• [Passage to read]
________________

[title_box title=”Tennessee Volunteer basketball Mount Rushmore”]
We all know football dominates the Southeast, especially here at Tennessee.
But that doesn’t mean that Tennessee is short of all-time college basketball greats.
So I have decided to create a Mount Rushmore of Volunteer basketball greats. I guess you could just watch the ESPN 30 for 30 on the first two, but I hope you enjoy my list, starting with one of the greatest duos in college basketball history.
1. Bernard King (Forward: 1974-1977)
Yes, the Bernie part of the famous duo, “The Ernie and Bernie Show”. (No, not the segment on Sesame Street)
King became a legend on Rocky Top from the very start, scoring 42 points against Wisconsin-Milwaukee in his debut (record for most points in a debut).
King was more than a star at Tennessee. He was a national fixture for college basketball. In all three seasons as a Volunteer, King was SEC Player of the Year, an All-SEC first-team selection, and an All-American.

________________

• [Listing]
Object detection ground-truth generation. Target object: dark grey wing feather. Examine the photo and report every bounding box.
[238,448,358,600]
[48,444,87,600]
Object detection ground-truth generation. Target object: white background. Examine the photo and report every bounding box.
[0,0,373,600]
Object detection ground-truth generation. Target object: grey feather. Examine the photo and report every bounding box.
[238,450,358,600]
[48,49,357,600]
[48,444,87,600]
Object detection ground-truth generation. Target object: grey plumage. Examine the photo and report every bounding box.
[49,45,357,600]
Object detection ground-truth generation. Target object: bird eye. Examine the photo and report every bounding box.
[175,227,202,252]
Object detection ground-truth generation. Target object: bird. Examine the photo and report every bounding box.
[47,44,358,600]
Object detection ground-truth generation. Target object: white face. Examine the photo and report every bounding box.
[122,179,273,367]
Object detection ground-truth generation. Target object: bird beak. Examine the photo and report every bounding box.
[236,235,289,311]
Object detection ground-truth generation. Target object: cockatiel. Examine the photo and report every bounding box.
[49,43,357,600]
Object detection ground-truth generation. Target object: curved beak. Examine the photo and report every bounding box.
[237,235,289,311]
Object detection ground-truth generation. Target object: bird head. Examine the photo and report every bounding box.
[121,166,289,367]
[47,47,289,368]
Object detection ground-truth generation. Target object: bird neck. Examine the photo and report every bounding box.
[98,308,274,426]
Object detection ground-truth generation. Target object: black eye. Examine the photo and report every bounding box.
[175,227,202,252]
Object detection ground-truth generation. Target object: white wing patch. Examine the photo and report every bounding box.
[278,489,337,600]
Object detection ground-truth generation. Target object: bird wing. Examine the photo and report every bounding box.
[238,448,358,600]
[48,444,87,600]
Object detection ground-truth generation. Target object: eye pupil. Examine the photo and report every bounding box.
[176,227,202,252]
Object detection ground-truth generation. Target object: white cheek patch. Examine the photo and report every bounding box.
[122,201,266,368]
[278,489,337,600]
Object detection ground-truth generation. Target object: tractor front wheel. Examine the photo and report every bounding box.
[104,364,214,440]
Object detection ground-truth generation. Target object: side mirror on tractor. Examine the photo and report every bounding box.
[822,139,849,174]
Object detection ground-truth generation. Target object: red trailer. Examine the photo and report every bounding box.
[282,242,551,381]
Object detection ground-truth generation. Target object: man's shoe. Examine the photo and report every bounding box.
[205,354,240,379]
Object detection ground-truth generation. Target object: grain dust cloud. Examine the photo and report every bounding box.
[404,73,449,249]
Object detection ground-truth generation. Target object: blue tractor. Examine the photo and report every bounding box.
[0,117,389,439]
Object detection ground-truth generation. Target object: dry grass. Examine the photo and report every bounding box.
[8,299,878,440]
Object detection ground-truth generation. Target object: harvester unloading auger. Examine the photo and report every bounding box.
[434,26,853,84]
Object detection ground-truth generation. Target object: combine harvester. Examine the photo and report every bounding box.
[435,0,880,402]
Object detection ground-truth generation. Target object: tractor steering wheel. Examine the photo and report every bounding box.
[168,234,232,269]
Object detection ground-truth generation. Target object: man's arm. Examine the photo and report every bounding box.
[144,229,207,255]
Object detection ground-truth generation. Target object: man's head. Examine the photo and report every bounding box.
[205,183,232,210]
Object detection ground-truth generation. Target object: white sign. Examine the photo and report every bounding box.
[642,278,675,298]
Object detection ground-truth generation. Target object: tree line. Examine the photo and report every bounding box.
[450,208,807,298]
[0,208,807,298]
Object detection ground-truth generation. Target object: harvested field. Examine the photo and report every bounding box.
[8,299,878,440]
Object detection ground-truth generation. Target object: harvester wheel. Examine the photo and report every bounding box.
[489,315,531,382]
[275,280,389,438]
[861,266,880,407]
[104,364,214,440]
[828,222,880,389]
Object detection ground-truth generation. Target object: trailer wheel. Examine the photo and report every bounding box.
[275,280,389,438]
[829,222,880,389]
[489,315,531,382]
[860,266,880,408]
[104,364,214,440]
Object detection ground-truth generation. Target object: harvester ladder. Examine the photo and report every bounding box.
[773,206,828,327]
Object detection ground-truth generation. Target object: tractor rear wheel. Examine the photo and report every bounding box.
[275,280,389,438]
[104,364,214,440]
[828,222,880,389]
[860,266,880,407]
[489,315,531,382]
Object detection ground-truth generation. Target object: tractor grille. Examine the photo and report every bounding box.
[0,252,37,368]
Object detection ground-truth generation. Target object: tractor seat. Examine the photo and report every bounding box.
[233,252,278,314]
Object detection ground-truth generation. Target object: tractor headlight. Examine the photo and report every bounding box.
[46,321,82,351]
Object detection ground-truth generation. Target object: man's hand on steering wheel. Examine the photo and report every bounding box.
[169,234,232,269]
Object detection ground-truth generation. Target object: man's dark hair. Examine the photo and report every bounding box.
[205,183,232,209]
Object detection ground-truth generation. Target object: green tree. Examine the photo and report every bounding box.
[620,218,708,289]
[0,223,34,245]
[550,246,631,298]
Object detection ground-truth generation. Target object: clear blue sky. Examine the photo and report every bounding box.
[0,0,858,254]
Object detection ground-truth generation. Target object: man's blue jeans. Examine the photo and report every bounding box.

________________

• [Work to do]
1. In the passage on Tennessee Volunteer basketball greats, how many points did Bernard King score in his debut, and against which opponent?
2. Pick up the passage on Tennessee Volunteer basketball greats after its last sentence and keep writing it.

• [Answers to the exercise]
1. 42 points against Wisconsin-Milwaukee.

2.
In 1977, he shared the conference player of the year honors with teammate Ernie Grunfield. (Both the United Press International and the Associated Press gave the award. King won UPI’s twice and AP’s once). He and Ernie’s electrifying play revolutionized basketball at the University of Tennessee.
By his junior season, the Brooklyn-native was a Consensus All-American in college basketball and headed off to the NBA. King finished his Volunteer career with the program record for points per game average in a single season (26.4 in 1975) and overall career (25.8), records he still holds today.
The New Jersey Nets selected King with the No. 7 overall pick in the 1977 draft. In 14 NBA seasons, he was a four-time All-Star.
His greatest years in the NBA came as a New York Knick, where he played from 1982-1987. In 1985, King won the scoring title, averaging 32.9 points per game.
On Feb. 13, 2007, King became the first Tennessee men’s basketball player to have his jersey retired and hung in the rafters of Thompson-Boling Arena.
King was inducted into the Naismith Memorial Basketball Hall of Fame in 2013. He is the only Tennessee men’s basketball player in the Hall of Fame. He is truly the greatest basketball player to ever dawn the orange and white.
2. Ernie Grunfield (1973-1977)
The Ernie part of “The Ernie and Bernie Show”.
In four seasons as a Volunteer, Ernie became the all-time leading scorer at Tennessee and the second-leading scorer in SEC history with 2,249 total points.
Grunfield was selected on the All-SEC first team four times, the All-American first team twice, and won SEC Player of the Year his senior season.
In 1976, Grunfield became Tennessee’s first olympian, helping the United States win the gold medal in Canada.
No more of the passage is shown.